**TO DO:**
(1) Answer these from the passage on the continuous diaphragm sign:
(a) On what kind of imaging is the sign seen?
(b) Which three spaces can hold the gas the sign points to?
(c) What normally hides the diaphragm's contour across the midline?
(2) Based on the passage on the continuous diaphragm sign, please explain why seeing the diaphragm's contour run unbroken across the midline stands out.
(3) Pick up the passage on the continuous diaphragm sign after its last sentence and carry it forward.

= Continuous diaphragm sign =

Radiologic sign of free gas

The continuous diaphragm sign is a radiological finding seen on chest X-rays that indicates the presence of gas within the thoracic cavity, specifically in the mediastinum (pneumomediastinum), the peritoneal cavity (pneumoperitoneum) or pericardium (pneumopericardium). This sign is characterized by the uninterrupted visualization of the diaphragm's contour across the midline, underlining both the right and left hemidiaphragms, which is normally obscured by the overlying heart and mediastinum.

**GIVEN DATA:**
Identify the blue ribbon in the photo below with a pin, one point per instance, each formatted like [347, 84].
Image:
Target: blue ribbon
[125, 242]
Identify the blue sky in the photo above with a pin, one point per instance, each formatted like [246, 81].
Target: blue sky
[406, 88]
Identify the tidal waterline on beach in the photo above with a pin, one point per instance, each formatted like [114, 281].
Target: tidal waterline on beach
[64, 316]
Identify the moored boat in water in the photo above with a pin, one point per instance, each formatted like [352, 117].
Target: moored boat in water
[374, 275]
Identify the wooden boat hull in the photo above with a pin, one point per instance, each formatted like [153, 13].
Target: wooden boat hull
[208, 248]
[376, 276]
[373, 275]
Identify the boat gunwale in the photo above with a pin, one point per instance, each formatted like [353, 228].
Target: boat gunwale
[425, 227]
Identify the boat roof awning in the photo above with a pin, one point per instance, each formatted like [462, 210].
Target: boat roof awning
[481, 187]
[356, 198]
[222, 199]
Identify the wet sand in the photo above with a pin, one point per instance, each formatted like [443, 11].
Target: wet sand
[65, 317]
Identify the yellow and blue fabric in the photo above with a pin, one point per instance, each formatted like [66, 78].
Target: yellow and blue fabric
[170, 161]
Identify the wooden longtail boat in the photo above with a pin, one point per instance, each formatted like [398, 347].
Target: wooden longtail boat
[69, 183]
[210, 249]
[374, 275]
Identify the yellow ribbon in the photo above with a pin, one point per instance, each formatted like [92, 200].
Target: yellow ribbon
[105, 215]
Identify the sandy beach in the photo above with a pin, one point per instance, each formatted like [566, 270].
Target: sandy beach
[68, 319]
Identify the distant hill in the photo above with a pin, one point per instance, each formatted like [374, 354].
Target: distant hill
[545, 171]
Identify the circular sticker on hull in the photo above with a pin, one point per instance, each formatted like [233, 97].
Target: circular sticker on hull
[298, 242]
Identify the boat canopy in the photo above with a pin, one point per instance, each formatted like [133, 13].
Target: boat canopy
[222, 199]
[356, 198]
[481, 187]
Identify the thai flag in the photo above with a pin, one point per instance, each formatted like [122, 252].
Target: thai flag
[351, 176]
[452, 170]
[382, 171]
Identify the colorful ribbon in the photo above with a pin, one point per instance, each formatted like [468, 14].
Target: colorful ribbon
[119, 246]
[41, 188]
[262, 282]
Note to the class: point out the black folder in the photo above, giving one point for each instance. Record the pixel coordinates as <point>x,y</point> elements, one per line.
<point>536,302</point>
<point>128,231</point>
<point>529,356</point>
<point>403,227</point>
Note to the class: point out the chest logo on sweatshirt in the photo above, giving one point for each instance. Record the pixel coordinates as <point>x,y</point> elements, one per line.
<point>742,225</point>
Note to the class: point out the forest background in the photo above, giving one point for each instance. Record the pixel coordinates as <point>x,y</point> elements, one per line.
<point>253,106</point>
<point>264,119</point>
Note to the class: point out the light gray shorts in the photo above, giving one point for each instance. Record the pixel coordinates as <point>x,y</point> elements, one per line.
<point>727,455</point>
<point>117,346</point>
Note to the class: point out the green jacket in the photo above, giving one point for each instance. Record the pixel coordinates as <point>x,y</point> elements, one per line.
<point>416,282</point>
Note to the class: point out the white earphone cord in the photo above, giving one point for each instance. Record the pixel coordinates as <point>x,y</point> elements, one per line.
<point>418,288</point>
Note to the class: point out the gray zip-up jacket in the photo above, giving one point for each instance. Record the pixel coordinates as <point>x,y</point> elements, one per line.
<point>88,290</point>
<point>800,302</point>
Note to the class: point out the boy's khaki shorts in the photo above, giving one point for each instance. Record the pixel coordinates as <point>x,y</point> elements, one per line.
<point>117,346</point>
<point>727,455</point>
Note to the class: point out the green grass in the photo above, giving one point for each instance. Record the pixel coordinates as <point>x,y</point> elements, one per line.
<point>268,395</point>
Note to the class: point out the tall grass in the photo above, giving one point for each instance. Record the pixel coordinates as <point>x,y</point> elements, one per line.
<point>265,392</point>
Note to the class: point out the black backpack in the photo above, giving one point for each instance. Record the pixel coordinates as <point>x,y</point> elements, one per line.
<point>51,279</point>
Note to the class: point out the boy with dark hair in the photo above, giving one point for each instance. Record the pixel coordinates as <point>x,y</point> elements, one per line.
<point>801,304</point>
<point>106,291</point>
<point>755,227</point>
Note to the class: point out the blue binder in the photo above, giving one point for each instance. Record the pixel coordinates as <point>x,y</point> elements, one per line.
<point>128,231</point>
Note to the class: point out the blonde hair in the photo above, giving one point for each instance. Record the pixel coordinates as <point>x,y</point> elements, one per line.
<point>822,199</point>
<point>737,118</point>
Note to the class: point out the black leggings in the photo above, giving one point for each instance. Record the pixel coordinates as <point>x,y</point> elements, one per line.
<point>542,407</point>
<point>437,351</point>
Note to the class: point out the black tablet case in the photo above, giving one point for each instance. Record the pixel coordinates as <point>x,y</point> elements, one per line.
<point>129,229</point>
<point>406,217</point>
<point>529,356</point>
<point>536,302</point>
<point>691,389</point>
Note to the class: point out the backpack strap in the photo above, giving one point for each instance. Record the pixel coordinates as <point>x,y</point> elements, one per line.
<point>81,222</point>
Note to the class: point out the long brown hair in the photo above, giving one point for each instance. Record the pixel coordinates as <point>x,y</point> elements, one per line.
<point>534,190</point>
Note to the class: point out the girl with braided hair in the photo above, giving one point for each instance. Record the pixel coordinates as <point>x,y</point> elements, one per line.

**WRITTEN RESPONSES:**
(1)
(a) Chest X-rays.
(b) The mediastinum, the peritoneal cavity and the pericardium.
(c) The overlying heart and mediastinum.

(2) Normally the overlying heart and mediastinum obscure the diaphragm's contour at the midline. Seeing it uninterrupted across both hemidiaphragms is therefore unusual, and it indicates gas in the mediastinum, peritoneal cavity or pericardium.

(3)
==Pathophysiology==
The diaphragm typically appears as two separate, curved outlines (hemidiaphragms) on a chest X-ray due to the heart and mediastinum obscuring its central portion. When air accumulates in the mediastinum or peritoneal cavity, it outlines the diaphragm, making its central portion visible and creating the appearance of a continuous line. The continuous diaphragm sign is most commonly caused by the presence of free air in the mediastinum where air escapes from the lungs, airways, or other mediastinal structures. The causes for pneumomediastinum include trauma, alveolar rupture, asthma exacerbations, or esophageal perforation. The sign can also be seen in pneumoperitoneum, where free air enters the abdominal cavity due to gastrointestinal perforation or surgery.